■ **Requirement**
Produce an exact copy of the first line of the data below and each line after it, please, up to and including the one with "Example query: house wall".

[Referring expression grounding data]
---+---
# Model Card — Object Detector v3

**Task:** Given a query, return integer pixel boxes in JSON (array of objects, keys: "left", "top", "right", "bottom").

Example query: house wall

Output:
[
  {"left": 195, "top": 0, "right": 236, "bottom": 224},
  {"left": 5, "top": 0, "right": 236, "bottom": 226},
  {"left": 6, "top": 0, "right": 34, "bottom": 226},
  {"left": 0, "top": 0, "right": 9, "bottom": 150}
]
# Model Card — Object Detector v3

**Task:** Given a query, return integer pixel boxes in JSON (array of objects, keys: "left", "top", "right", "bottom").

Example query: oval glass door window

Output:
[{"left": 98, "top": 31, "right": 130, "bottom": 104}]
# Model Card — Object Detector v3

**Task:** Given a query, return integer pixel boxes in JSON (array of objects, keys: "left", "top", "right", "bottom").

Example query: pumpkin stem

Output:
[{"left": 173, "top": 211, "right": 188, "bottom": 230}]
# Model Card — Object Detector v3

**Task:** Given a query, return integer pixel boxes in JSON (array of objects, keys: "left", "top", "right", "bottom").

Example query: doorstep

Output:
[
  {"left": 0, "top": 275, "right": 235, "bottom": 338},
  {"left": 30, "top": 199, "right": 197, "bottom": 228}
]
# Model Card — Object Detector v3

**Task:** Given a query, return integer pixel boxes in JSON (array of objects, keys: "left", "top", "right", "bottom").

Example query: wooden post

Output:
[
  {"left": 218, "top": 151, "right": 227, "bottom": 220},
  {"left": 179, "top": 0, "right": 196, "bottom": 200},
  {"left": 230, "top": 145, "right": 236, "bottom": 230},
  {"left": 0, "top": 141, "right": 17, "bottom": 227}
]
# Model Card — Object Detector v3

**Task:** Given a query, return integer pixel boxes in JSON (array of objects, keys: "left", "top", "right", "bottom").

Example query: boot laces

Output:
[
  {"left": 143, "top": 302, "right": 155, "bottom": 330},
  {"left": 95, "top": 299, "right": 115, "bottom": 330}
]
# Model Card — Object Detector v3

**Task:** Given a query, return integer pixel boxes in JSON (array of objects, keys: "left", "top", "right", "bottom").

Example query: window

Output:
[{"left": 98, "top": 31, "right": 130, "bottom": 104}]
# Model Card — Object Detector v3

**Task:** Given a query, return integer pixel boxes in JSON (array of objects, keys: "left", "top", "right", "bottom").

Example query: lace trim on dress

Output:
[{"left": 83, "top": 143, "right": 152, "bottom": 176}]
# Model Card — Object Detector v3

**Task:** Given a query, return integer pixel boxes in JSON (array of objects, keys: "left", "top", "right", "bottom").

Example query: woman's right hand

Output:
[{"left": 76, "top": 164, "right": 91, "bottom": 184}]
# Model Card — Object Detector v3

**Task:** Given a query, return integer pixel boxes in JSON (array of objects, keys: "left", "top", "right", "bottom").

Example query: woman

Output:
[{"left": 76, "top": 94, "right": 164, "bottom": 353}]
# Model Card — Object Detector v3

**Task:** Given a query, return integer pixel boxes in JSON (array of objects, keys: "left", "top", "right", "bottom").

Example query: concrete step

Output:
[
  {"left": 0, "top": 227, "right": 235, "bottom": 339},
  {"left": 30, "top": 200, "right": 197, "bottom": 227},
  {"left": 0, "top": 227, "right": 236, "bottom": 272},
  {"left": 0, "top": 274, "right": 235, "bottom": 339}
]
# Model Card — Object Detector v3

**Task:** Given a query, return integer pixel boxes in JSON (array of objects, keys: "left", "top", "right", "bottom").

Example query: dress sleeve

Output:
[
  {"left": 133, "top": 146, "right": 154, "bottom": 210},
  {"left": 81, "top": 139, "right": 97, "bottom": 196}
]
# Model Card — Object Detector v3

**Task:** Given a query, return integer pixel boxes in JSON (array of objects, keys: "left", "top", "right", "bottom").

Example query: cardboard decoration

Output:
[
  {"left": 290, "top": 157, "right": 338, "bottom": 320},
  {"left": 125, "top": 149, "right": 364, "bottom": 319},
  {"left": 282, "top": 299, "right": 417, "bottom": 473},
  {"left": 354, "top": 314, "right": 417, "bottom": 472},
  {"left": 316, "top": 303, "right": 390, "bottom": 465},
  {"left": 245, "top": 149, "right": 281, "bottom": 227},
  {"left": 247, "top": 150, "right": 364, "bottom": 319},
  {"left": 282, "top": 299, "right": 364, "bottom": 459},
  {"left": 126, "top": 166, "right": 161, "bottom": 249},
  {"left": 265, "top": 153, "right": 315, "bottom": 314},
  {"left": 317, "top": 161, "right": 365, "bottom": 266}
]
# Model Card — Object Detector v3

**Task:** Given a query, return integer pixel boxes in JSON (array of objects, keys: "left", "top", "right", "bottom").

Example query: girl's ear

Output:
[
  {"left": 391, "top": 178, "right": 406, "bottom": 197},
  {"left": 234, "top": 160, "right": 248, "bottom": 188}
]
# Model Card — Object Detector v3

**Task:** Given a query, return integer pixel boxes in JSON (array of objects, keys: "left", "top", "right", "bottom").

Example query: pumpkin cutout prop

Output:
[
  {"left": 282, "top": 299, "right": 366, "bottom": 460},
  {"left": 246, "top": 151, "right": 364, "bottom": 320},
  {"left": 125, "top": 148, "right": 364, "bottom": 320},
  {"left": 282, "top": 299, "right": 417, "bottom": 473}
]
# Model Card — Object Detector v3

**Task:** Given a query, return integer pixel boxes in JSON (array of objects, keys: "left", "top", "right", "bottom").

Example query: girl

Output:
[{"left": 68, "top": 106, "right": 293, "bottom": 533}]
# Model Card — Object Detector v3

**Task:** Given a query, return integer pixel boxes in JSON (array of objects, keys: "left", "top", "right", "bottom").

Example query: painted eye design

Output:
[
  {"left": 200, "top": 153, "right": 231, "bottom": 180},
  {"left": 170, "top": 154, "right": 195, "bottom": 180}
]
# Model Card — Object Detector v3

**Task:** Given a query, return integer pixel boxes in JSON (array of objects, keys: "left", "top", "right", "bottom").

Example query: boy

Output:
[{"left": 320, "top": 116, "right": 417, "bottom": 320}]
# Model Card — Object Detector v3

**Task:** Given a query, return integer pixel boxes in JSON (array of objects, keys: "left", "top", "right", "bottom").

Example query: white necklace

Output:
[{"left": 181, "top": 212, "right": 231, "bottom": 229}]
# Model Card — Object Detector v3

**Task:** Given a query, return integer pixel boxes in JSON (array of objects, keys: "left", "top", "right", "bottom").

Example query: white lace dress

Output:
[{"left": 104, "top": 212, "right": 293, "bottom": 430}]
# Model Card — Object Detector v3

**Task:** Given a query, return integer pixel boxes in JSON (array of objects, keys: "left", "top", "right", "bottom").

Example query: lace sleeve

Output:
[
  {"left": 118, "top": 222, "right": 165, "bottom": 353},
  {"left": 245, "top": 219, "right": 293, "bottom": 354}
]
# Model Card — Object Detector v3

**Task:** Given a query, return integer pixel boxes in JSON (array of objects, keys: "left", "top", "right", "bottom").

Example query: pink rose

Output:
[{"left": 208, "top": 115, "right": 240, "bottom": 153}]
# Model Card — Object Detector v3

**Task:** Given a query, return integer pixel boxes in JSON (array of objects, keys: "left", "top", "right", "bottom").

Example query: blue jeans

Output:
---+---
■ **Solution to this task**
# Model Card — Object Detector v3

**Task:** Given a query, return integer pixel boxes in JSON (array of objects, keys: "left", "top", "right", "bottom").

Example query: house wall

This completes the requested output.